------ 本文 ------

考えるに…プラズマクラスターで重要なのは陽イオンよりも陰イオンで、もっと突き詰めれば「酸素を含む陰イオン」であろう。前回も書いたが、酸素は放電などによってイオン化すると活性化し、非常に不安定になる。なるべく他のシロモノとくっつきたがるのである。そこへ「浮遊カビ菌」「アレル物質」「付着したニオイ」などの有機物が近づいてくると、それらを酸化させ不活性化する…ということであろう。その辺りはこのサイト(株式会社サーマル)が詳しい。図ではオゾンと書いてあるが、水分と結合して水酸化物イオンを生成する反応は活性酸素と呼ばれるジャンルの粒子ならば共通であろう。

じゃあ、陽イオンは何のために生成されるの?
恐らく…ただの副生成物ではないだろうか?

次に、このような但し書きが書いてある。

当技術マークの数字は、高濃度プラズマクラスターイオン発生ユニット搭載のプラズマクラスターイオン発生機を壁際に置いて、風量最大運転時に適用床面積の部屋の中央付近(床上から高さ1.2m)の地点で測定した空中に吹き出される1cm3当たりのイオン個数の目安です。

え?何のこと?と思って「技術マークの数字」を見ると…「25000」と書いてある。この数字は信憑性があるのだろうか?

仮に酸素と窒素、水分が空気中に含まれていて、その空気を1立方センチメートルかき集めたときに含まれる気体の量を考えてみる。

飽和水蒸気量といわれる法則があり、気温によって空気中に含有出来る水の量が決まっている。夏は温度が高く、多量の水分を含むことができ、冬はその逆である。温度の上下によって「結露」という現象が起きる。冬の窓の家内部側に多量の水が付着するのは、この飽和水蒸気量が深く関係している。

飽和蒸気圧曲線。
温度が高ければ高いほど、空気は多くの水分を含むことができる。
中学校の科学で習う、初歩的な法則である。

------

**演習の課題**
1. 本文の但し書きでは、イオンの数を測った地点の高さは床からどれくらいですか?
2. 本文のうち、「恐らく…ただの副生成物ではないだろうか?」という言葉がある所から始めて、「水蒸気量が深く関係している。」で終わるまでを一字も変えずに書き出してください。

------ 元の資料 ------

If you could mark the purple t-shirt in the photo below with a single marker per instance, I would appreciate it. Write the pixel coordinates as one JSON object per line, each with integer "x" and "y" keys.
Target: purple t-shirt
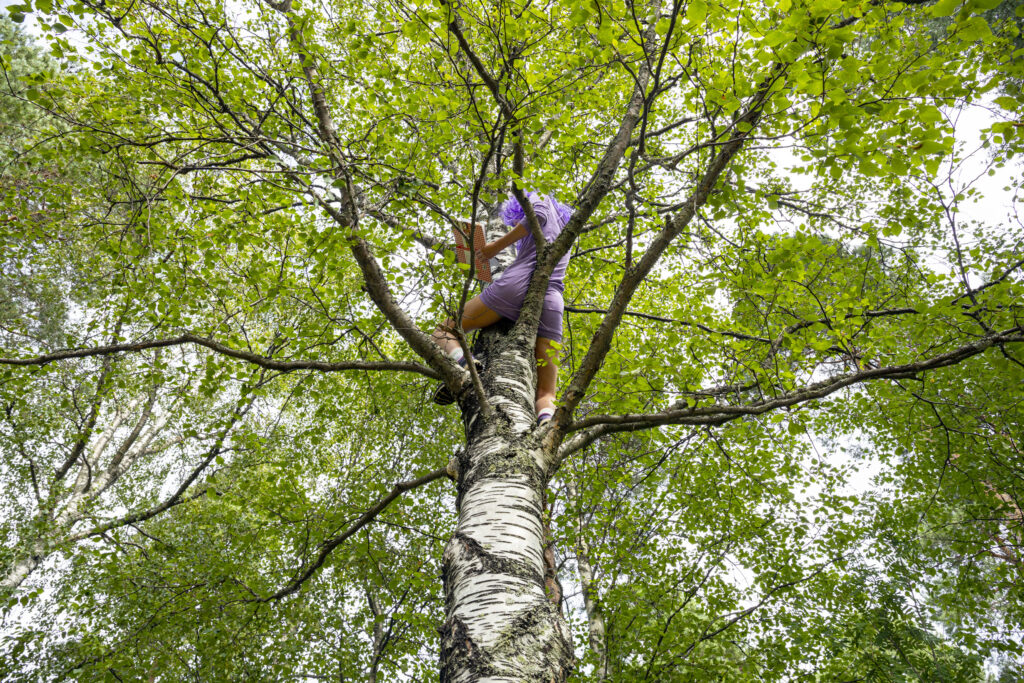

------

**解答一覧**
1. 床上から高さ1.2mです。

2.
恐らく…ただの副生成物ではないだろうか?

次に、このような但し書きが書いてある。

当技術マークの数字は、高濃度プラズマクラスターイオン発生ユニット搭載のプラズマクラスターイオン発生機を壁際に置いて、風量最大運転時に適用床面積の部屋の中央付近(床上から高さ1.2m)の地点で測定した空中に吹き出される1cm3当たりのイオン個数の目安です。

え?何のこと?と思って「技術マークの数字」を見ると…「25000」と書いてある。この数字は信憑性があるのだろうか?

仮に酸素と窒素、水分が空気中に含まれていて、その空気を1立方センチメートルかき集めたときに含まれる気体の量を考えてみる。

飽和水蒸気量といわれる法則があり、気温によって空気中に含有出来る水の量が決まっている。夏は温度が高く、多量の水分を含むことができ、冬はその逆である。温度の上下によって「結露」という現象が起きる。冬の窓の家内部側に多量の水が付着するのは、この飽和水蒸気量が深く関係している。